(Labeled-object pointing entries)

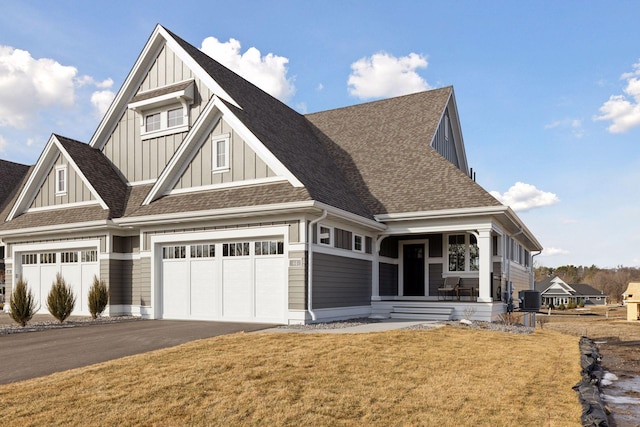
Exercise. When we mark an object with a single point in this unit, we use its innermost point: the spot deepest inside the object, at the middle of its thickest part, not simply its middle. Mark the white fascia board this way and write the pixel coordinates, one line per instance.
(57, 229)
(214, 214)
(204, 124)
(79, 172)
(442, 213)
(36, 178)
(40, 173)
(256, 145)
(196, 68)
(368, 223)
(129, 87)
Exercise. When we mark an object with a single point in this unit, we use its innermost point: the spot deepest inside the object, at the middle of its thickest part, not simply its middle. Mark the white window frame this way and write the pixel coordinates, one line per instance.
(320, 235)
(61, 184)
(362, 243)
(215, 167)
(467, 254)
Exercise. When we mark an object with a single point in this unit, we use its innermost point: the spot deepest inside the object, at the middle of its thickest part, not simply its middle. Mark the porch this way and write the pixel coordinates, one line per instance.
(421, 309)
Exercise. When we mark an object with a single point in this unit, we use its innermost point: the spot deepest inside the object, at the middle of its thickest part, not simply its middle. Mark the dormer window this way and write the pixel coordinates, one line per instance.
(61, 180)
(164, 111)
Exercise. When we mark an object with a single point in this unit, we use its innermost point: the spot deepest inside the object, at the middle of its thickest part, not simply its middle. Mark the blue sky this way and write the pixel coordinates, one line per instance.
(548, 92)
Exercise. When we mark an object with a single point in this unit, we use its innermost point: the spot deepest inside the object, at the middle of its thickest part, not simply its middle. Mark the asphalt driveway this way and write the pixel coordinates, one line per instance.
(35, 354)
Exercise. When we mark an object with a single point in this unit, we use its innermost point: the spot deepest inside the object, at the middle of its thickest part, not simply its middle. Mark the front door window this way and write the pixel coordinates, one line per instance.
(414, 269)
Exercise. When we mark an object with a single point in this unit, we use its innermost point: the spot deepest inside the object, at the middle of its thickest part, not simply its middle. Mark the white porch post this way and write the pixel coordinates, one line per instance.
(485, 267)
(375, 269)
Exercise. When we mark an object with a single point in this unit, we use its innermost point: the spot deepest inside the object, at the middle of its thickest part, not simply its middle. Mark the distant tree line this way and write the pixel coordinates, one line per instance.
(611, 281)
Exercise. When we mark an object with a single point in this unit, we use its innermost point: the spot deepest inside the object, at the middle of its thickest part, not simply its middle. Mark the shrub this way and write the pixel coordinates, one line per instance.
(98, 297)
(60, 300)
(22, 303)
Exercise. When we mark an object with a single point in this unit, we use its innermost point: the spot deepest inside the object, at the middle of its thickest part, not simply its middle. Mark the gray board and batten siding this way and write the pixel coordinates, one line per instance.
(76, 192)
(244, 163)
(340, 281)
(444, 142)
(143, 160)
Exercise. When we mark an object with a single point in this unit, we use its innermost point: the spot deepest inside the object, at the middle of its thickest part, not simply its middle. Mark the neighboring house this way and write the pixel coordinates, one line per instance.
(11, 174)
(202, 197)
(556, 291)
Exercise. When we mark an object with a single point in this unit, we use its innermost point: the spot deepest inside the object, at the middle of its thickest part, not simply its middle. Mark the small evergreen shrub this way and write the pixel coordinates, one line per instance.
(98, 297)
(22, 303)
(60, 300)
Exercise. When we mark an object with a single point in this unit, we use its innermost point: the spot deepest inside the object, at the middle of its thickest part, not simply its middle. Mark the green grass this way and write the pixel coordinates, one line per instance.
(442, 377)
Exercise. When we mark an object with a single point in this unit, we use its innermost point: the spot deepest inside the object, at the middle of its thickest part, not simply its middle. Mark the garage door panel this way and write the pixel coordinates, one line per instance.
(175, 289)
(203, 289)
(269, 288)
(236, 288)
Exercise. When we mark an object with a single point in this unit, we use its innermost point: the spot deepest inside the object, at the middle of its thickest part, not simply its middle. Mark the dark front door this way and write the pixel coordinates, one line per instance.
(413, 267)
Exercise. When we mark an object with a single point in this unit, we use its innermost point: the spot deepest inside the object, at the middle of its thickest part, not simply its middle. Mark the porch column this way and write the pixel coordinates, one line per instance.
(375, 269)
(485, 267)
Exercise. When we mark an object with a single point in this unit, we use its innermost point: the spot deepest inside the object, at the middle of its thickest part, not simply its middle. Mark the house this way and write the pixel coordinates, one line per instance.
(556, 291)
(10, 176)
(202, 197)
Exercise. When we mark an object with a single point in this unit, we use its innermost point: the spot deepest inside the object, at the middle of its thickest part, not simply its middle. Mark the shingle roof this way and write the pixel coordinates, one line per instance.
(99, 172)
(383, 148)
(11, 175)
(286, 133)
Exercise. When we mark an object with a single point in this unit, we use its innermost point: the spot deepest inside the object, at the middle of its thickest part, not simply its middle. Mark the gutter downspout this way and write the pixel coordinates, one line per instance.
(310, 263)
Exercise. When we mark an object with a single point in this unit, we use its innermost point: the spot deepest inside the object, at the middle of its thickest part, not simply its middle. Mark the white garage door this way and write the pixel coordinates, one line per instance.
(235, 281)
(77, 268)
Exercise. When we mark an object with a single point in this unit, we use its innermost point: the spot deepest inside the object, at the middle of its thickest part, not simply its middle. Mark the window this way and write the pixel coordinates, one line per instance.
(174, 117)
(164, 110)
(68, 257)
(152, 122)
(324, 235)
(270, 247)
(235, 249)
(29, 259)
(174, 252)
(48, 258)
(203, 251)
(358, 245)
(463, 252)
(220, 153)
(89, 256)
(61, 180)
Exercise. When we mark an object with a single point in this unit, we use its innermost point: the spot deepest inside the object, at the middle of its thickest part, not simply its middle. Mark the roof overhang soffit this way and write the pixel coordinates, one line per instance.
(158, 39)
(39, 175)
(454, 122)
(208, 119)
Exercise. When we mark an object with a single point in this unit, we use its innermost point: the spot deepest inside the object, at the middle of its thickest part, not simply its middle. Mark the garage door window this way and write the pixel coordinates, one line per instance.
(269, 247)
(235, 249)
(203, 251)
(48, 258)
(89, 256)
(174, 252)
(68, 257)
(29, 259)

Exercise directions: Every entry must be written out exactly, with all pictures left out.

Exercise response:
Exercise. When we mark an object with a single point in this unit, we use its innermost point: the spot deepest inside the object, at the middle of its thickest part, not simply its middle. Mark the white fascia board this way and write the pixel coordinates, one line per instance.
(57, 229)
(214, 214)
(204, 124)
(79, 172)
(442, 213)
(36, 178)
(40, 173)
(256, 145)
(196, 68)
(368, 223)
(129, 87)
Exercise. When we mark an object with a single point in this unit, we use its innermost point: the spot deepest inside the object, at the middle of its thickest part, not simply its middle. Mark the white window frame this way and write the pixel coordinates, one line per instance.
(320, 235)
(61, 184)
(362, 243)
(215, 167)
(467, 254)
Exercise. When we mark an object with a single point in this unit, we use its innermost point: the spot deepest inside the object, at the middle of its thickest part, not simply its middle. Mark the porch this way and write the pixel coordinates, one line per instance.
(421, 309)
Exercise. When we mark an object with a single point in this unit, we use its innermost point: the spot deepest inside the object, at the middle of its thickest part, not simply its middle. Mark the dormer window this way and write the pixel coordinates, one line per instance.
(61, 180)
(164, 111)
Exercise. When we mark an object with a single point in this unit, we use its innermost point: the spot deepest inside the object, at the middle of its thickest part, not simply its middle. Mark the blue sky this way and write the pixel coordinates, one line per instance.
(548, 92)
Exercise. When we mark an object with a single point in this unit, we use its innermost point: the spot deepest inside the object, at the middle of its thickest part, not simply its middle. Mark the asphalt driveway this way and write the pixel coordinates, one line per instance.
(35, 354)
Exercise. When we mark an object with a single point in this unit, we use its innermost point: the spot deepest inside the object, at the middle of its thickest part, not simply its middle. Mark the front door window this way and write the pixel coordinates, one line per instance.
(414, 269)
Exercise. When we mark an object with a single point in this unit, we use its innermost point: the spot deepest inside the object, at the middle of its thickest part, not simply its middle. Mark the white porch post this way and write the pixel coordinates, one line per instance.
(485, 267)
(375, 269)
Exercise. When we mark an object with a single point in this unit, we use its innermost point: the spot deepest inside the object, at the middle of its thickest part, not simply its middle. Mark the distant tree line this way and write the pixel coordinates, one line per instance.
(611, 281)
Exercise. When we mark an object with a single point in this unit, we use its innermost point: the spot deepest inside the object, at the middle of its thickest part, not simply its middle. Mark the shrub this way and write the pixel coordinates, one line per instance.
(98, 297)
(60, 300)
(22, 303)
Exercise. When we mark an object with a single point in this unit, we use its innermost point: the spot deepest inside the object, at the middle of its thickest part, not simply its middle. Mark the gray board and batten siding this way and write the pixel coordinates, one line per instance.
(76, 192)
(244, 163)
(340, 281)
(444, 142)
(143, 160)
Exercise. When we mark an object with a single point in this unit, we use its innermost point: the spot deepest inside the object, at the middle of its thickest part, not simply its middle. Mark the neighboring house this way and write the pixel coordinates, one line per instance.
(11, 174)
(202, 197)
(556, 291)
Exercise. When we mark an object with a single point in this unit, we use its innermost point: the spot deepest inside the object, at the middle of its thickest part, not simply its middle. Mark the small evergreen shrub this way and write the pixel coordinates, one line per instance.
(98, 297)
(22, 303)
(60, 300)
Exercise. When we mark an object with a single point in this unit, we use its innermost point: the spot deepest inside the object, at the middle of its thickest part, not simply its middle. Mark the green grass this way and write the pixel coordinates, one line per instance.
(442, 377)
Exercise. When we mark an object with a single point in this unit, we use its innermost point: the spot deepest inside the object, at the middle of its thickest part, not simply its middle. Mark the garage door panel this way and write the pixel coordinates, one line per instance.
(175, 289)
(203, 289)
(269, 288)
(236, 288)
Exercise. When we mark an object with a single point in this unit, we use its innermost point: the spot deepest inside the object, at the middle of its thickest part, not simply its middle. Mark the dark front door this way and write the pixel coordinates, one line per instance.
(413, 267)
Exercise. When we mark an object with a single point in this unit, we use its innermost point: the spot deepest inside the object, at the middle of its thickest part, not simply its middle. Mark the porch column this way and write the pixel coordinates, one line per instance.
(375, 269)
(485, 267)
Exercise. When we mark an object with a single point in this unit, we use its innermost point: the spot deepest inside the object, at the middle of its thickest part, not simply its middle. Mark the house this way and write the pixel coordinates, one line per instance.
(556, 291)
(10, 176)
(202, 197)
Exercise. When we mark an object with a single point in this unit, we use its innermost point: the spot deepest inside the object, at the middle of its thickest part, not simply its middle. Mark the shingle roof this way and write the pixel coordinates, one line per instance.
(99, 172)
(383, 148)
(11, 175)
(286, 133)
Exercise. When we mark an object with a single point in this unit, we use its innermost point: the spot deepest inside the object, at the middle of its thickest part, not simply its middle. Mark the gutter downspout this way and write the pixel coordinates, one line per instance.
(310, 263)
Exercise. When we mark an object with a single point in this unit, we use its innermost point: the spot deepest inside the object, at the middle of its thickest part, not simply its middle. Mark the white garage door this way and write the pixel coordinates, one line per instance.
(235, 281)
(77, 268)
Exercise. When we mark an object with a single point in this unit, we use its innermost point: the spot deepest inside the object, at the middle of its thickest part, not simply its middle. Mark the window this way and write the pixel coordinates, one line per instance.
(174, 117)
(164, 110)
(68, 257)
(152, 122)
(324, 235)
(270, 247)
(235, 249)
(29, 259)
(174, 252)
(48, 258)
(203, 251)
(358, 245)
(463, 252)
(220, 153)
(89, 256)
(61, 180)
Exercise. When we mark an object with a single point in this unit, we use its innermost point: the spot deepest inside the object, at the middle of its thickest part, not simply its middle. Mark the roof overhang soffit this way and write the pixel coordinates, one line per instance.
(158, 39)
(39, 175)
(454, 122)
(208, 119)
Exercise. When we mark an object with a single point in this unit, we use its innermost point: the spot deepest inside the object, at the middle of its thickest part, not simply its middle. Mark the garage door window this way and write the pixel coordinates, one line per instance.
(269, 247)
(235, 249)
(203, 251)
(48, 258)
(89, 256)
(174, 252)
(68, 257)
(29, 259)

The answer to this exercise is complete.